***** Provided data

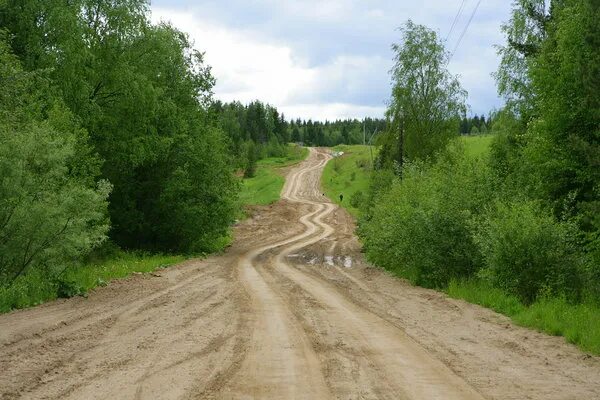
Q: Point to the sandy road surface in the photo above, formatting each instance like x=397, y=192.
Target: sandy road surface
x=291, y=310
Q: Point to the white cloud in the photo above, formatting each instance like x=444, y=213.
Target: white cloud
x=316, y=59
x=331, y=111
x=246, y=70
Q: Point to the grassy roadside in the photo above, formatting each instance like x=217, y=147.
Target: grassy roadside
x=264, y=188
x=348, y=175
x=577, y=323
x=33, y=288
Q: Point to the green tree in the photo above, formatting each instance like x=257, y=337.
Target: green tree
x=427, y=101
x=52, y=208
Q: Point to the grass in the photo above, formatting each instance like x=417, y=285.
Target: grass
x=348, y=175
x=477, y=146
x=265, y=187
x=578, y=323
x=35, y=288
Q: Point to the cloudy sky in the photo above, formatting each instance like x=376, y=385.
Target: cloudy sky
x=328, y=59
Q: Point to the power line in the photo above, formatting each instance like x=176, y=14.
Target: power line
x=460, y=10
x=465, y=30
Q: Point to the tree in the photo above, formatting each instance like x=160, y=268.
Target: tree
x=52, y=207
x=525, y=32
x=427, y=101
x=142, y=93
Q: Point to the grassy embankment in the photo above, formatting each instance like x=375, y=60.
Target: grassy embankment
x=578, y=323
x=34, y=288
x=347, y=175
x=264, y=188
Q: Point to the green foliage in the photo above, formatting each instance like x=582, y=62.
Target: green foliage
x=348, y=175
x=527, y=253
x=421, y=228
x=265, y=187
x=35, y=287
x=250, y=167
x=427, y=101
x=142, y=93
x=578, y=323
x=483, y=293
x=477, y=146
x=51, y=209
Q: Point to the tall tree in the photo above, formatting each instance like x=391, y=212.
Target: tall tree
x=427, y=101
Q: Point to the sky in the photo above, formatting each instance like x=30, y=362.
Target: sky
x=330, y=59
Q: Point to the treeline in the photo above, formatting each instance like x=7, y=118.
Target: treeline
x=475, y=125
x=524, y=219
x=104, y=134
x=332, y=133
x=258, y=130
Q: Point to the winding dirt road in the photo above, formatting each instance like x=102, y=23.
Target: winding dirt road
x=290, y=311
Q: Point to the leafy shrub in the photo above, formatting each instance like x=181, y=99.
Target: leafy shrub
x=421, y=227
x=527, y=252
x=51, y=209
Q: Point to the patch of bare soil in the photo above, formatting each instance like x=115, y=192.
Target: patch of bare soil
x=291, y=310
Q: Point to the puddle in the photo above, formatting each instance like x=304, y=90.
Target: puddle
x=348, y=262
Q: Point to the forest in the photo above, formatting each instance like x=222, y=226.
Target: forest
x=522, y=222
x=111, y=141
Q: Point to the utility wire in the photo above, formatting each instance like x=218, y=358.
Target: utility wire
x=465, y=30
x=460, y=10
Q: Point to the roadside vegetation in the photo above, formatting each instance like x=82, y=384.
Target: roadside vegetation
x=264, y=187
x=348, y=174
x=35, y=288
x=508, y=220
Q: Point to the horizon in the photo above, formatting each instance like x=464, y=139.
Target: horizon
x=328, y=62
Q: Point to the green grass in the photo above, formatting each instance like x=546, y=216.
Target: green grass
x=348, y=174
x=477, y=146
x=264, y=188
x=578, y=323
x=35, y=288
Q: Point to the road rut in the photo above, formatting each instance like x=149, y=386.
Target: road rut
x=290, y=311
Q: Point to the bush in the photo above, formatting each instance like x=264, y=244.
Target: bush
x=358, y=199
x=528, y=253
x=51, y=209
x=421, y=228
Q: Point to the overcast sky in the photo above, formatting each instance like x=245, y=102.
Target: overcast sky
x=328, y=59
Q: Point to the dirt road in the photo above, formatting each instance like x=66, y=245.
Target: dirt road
x=290, y=311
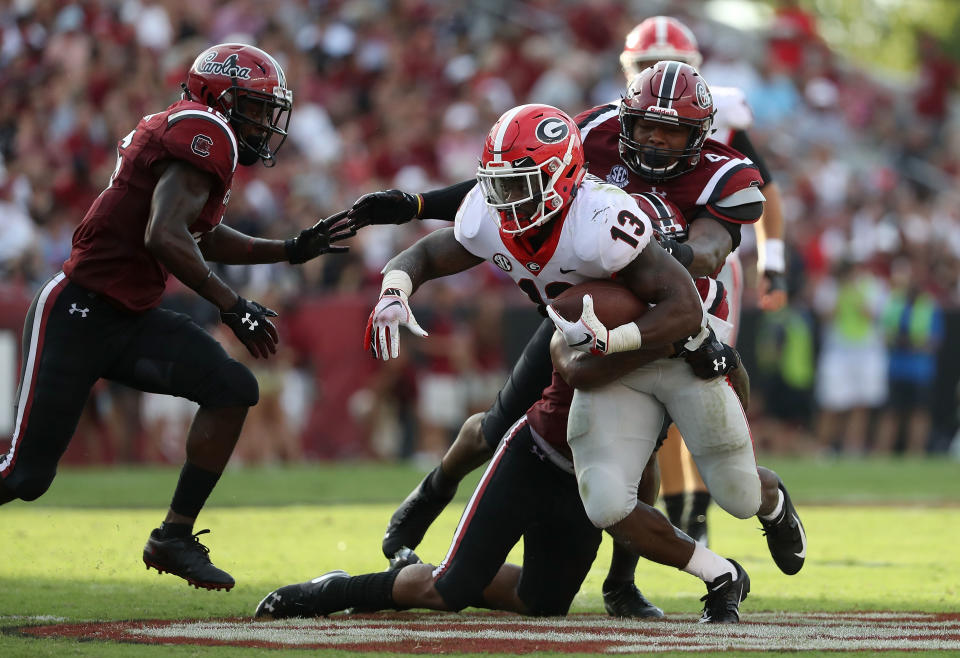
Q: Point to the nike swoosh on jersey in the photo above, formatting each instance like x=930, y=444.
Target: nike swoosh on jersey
x=586, y=339
x=803, y=538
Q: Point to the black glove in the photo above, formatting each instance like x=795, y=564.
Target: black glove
x=249, y=322
x=318, y=239
x=679, y=250
x=384, y=207
x=713, y=358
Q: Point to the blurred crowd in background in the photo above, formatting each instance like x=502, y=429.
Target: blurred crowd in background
x=401, y=94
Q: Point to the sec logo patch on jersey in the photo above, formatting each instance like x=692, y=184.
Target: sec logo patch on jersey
x=618, y=176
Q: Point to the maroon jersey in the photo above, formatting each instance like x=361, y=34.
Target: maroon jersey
x=108, y=255
x=717, y=177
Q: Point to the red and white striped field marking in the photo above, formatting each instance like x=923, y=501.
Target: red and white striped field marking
x=450, y=633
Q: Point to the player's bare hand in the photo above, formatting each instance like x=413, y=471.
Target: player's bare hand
x=382, y=335
x=773, y=291
x=249, y=321
x=383, y=207
x=319, y=239
x=587, y=334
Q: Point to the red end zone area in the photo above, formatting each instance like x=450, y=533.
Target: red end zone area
x=450, y=633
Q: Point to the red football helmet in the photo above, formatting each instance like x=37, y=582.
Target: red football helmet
x=531, y=166
x=672, y=93
x=248, y=87
x=659, y=38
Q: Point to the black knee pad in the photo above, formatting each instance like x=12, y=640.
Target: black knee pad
x=230, y=385
x=30, y=486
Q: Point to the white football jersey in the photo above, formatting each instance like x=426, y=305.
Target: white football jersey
x=603, y=231
x=733, y=113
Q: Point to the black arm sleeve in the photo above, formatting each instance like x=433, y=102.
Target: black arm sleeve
x=443, y=204
x=741, y=142
x=732, y=228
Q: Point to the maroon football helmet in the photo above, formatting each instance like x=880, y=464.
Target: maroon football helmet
x=249, y=88
x=670, y=93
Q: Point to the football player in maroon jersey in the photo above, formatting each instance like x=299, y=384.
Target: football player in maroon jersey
x=716, y=189
x=159, y=215
x=665, y=38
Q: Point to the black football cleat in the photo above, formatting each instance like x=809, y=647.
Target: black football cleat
x=786, y=538
x=722, y=601
x=185, y=557
x=300, y=600
x=625, y=600
x=697, y=529
x=402, y=558
x=410, y=522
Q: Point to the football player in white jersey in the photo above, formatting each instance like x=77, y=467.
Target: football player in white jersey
x=539, y=218
x=665, y=38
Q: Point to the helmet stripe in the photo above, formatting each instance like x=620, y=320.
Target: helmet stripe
x=502, y=131
x=660, y=29
x=663, y=212
x=668, y=84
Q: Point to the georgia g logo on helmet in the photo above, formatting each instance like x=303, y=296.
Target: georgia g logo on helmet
x=552, y=130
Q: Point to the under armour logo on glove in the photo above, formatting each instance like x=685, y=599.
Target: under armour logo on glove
x=249, y=322
x=713, y=358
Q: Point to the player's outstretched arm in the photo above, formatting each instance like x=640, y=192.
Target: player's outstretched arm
x=432, y=257
x=582, y=370
x=227, y=245
x=771, y=259
x=399, y=207
x=709, y=244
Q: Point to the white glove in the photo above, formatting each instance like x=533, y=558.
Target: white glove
x=586, y=334
x=383, y=326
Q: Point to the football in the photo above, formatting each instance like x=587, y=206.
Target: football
x=613, y=303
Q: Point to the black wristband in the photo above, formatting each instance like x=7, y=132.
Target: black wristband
x=684, y=254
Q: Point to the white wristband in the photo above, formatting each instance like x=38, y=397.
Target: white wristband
x=397, y=279
x=624, y=338
x=770, y=256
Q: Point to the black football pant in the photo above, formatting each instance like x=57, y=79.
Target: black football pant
x=531, y=374
x=521, y=494
x=71, y=338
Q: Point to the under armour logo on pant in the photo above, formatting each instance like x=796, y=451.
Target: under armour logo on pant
x=268, y=605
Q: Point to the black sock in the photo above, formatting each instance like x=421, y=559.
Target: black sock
x=193, y=489
x=674, y=504
x=368, y=593
x=623, y=565
x=170, y=530
x=440, y=484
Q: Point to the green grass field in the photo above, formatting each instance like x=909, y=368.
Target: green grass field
x=883, y=535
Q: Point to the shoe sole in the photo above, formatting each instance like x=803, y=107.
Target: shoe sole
x=197, y=584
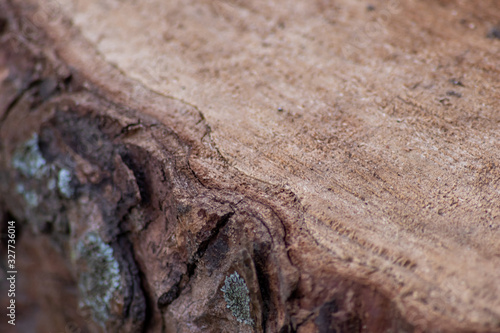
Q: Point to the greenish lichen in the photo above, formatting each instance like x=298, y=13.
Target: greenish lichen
x=236, y=296
x=101, y=279
x=29, y=160
x=63, y=183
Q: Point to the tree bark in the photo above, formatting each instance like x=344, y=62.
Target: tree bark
x=251, y=166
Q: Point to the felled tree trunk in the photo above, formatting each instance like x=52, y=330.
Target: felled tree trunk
x=251, y=166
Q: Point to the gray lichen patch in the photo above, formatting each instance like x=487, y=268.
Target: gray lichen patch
x=99, y=279
x=30, y=197
x=237, y=299
x=29, y=160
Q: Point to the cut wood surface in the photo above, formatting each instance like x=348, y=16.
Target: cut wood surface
x=342, y=157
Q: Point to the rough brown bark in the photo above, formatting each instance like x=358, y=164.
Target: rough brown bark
x=340, y=157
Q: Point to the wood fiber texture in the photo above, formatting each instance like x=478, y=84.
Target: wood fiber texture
x=342, y=157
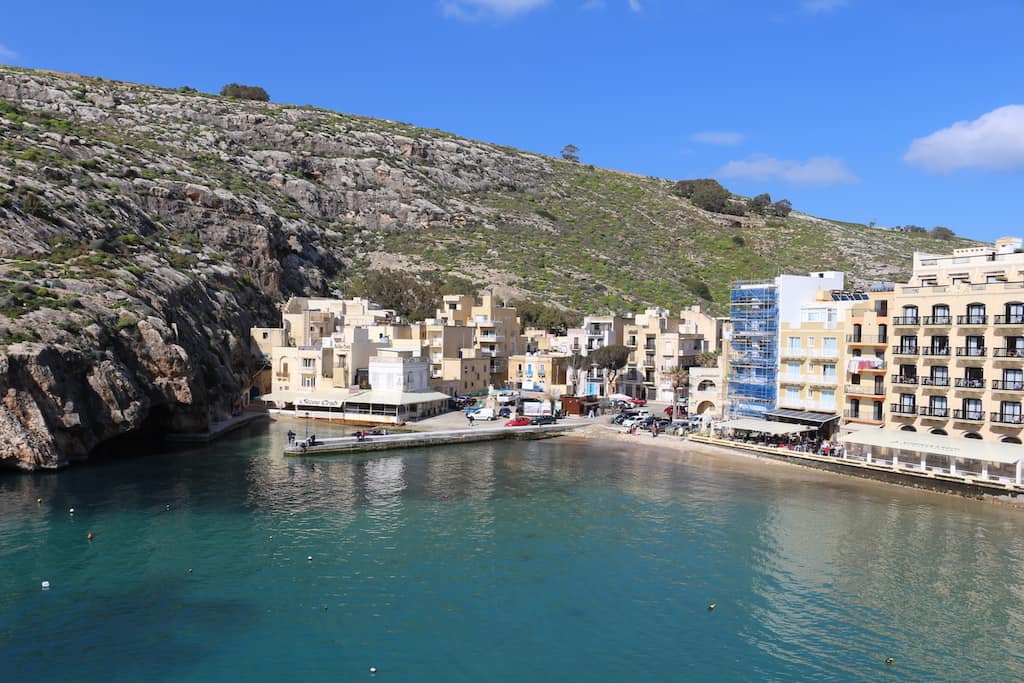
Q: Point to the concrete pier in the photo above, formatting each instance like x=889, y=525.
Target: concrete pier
x=342, y=444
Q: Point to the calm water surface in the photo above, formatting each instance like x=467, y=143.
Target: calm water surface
x=543, y=561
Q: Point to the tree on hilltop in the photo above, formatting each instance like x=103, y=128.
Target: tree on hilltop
x=245, y=92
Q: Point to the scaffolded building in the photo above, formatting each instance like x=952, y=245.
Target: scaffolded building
x=753, y=384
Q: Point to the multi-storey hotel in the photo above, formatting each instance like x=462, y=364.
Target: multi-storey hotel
x=957, y=344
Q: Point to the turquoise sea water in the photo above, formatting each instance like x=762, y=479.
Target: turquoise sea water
x=535, y=561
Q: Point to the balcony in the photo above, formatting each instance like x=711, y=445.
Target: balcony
x=864, y=390
x=933, y=412
x=863, y=416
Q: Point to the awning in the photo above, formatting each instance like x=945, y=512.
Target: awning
x=763, y=426
x=803, y=417
x=342, y=396
x=952, y=446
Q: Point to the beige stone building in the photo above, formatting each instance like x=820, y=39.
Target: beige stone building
x=957, y=344
x=496, y=329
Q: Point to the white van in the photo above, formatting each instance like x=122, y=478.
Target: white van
x=484, y=414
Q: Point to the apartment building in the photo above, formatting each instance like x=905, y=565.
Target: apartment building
x=758, y=311
x=957, y=344
x=497, y=329
x=866, y=364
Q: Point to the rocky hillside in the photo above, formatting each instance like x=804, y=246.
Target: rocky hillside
x=143, y=230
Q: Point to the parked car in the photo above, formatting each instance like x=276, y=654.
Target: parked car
x=625, y=415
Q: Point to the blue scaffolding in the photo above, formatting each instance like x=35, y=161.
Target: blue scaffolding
x=754, y=356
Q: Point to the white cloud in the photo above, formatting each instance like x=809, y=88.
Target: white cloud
x=723, y=137
x=993, y=141
x=822, y=6
x=476, y=9
x=814, y=171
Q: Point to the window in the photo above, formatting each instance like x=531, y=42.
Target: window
x=828, y=398
x=972, y=409
x=1011, y=412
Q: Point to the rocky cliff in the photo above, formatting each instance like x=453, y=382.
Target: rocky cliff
x=143, y=230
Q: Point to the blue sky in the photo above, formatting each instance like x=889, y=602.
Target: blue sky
x=858, y=110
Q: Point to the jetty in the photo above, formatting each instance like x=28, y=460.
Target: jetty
x=343, y=444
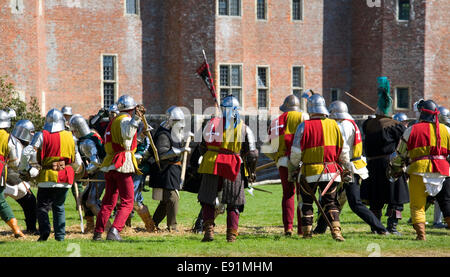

**********

◆ Direction
Copy the listing word for word from its first line up to and including the line with "x=52, y=208". Leave the pictures out.

◆ Task result
Q: Point to the sandy road surface in the photo above, formatting each instance like x=397, y=192.
Target: sandy road surface
x=291, y=310
Q: Point to the white cloud in the photo above, formatting each instance like x=444, y=213.
Target: white cloud
x=316, y=59
x=331, y=111
x=246, y=70
Q: Point to the grassy roadside in the photo above, formatting each instance like x=217, y=147.
Target: grassy roadside
x=264, y=188
x=348, y=175
x=577, y=323
x=33, y=288
Q: Point to the green tree in the photo above, formatting each instance like x=257, y=337.
Target: green tree
x=427, y=101
x=52, y=208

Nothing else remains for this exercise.